Il est donc clair que l’Eglise romaine & la greque pensoient alors différemment de ce qu’on pense aujourd’hui. Il arriva depuis que Rome adopta la procession du pere & du fils ; & il arriva même qu’en 1274 l’empereur des grecs Michel Paléologue, implorant contre les turcs une nouvelle croisade, envoya au second concile de Lyon son patriarche & son chancelier, qui chanterent avec le concile en latin, qui ex patre filioque procedit. Mais l’Eglise greque retourna encore à son opinion, & sembla la quitter encore dans la réunion passagere qui se fit avec Eugene IV. Que les hommes apprennent de-là à se tolerer les uns les autres. Voilà des variations & des disputes sur un point fondamental, qui n’ont ni excité de troubles, ni rempli les prisons, ni allumé les buchers.

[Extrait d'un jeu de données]
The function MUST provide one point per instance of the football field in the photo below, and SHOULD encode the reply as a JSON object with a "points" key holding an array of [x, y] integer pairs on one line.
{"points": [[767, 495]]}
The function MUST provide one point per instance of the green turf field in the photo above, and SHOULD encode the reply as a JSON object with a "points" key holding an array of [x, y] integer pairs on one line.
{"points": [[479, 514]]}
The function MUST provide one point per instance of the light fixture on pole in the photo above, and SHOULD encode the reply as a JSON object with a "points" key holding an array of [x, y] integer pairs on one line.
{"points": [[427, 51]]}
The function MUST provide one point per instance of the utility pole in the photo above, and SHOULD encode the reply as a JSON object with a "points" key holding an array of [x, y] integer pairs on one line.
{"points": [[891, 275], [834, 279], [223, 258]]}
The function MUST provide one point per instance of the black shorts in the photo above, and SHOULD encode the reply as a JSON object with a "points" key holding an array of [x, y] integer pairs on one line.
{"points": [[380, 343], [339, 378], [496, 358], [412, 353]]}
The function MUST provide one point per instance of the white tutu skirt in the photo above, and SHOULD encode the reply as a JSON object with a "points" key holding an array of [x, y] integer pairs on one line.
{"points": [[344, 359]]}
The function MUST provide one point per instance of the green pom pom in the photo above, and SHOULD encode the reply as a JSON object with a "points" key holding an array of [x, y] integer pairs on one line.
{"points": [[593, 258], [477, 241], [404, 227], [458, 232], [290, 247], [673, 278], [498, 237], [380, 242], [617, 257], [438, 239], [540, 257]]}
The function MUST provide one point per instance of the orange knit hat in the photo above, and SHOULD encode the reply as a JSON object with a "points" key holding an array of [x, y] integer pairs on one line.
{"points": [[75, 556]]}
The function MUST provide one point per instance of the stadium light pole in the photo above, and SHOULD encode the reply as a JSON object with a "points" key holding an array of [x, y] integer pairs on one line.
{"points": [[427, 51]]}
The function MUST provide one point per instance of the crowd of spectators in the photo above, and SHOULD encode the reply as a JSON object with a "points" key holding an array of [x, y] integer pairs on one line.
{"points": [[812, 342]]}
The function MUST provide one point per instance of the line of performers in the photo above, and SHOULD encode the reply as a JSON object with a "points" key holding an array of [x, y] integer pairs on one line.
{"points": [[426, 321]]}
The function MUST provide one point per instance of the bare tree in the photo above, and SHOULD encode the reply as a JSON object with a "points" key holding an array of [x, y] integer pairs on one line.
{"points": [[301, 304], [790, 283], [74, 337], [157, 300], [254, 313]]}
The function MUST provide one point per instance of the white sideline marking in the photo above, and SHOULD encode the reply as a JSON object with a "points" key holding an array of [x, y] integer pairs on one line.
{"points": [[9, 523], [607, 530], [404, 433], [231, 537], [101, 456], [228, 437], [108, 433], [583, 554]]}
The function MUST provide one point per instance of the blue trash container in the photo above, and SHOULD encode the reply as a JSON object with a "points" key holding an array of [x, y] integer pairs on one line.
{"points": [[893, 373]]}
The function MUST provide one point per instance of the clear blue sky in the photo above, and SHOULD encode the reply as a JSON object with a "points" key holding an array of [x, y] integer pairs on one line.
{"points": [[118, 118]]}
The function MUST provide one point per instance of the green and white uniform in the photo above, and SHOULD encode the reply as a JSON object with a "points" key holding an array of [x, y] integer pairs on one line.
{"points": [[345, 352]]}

- _Objectif_: Selon l'extrait sur les Églises romaine et grecque, en quelle année l'empereur Michel Paléologue envoya-t-il son patriarche et son chancelier au second concile de Lyon ?

- _Solution ci-dessous_: En 1274.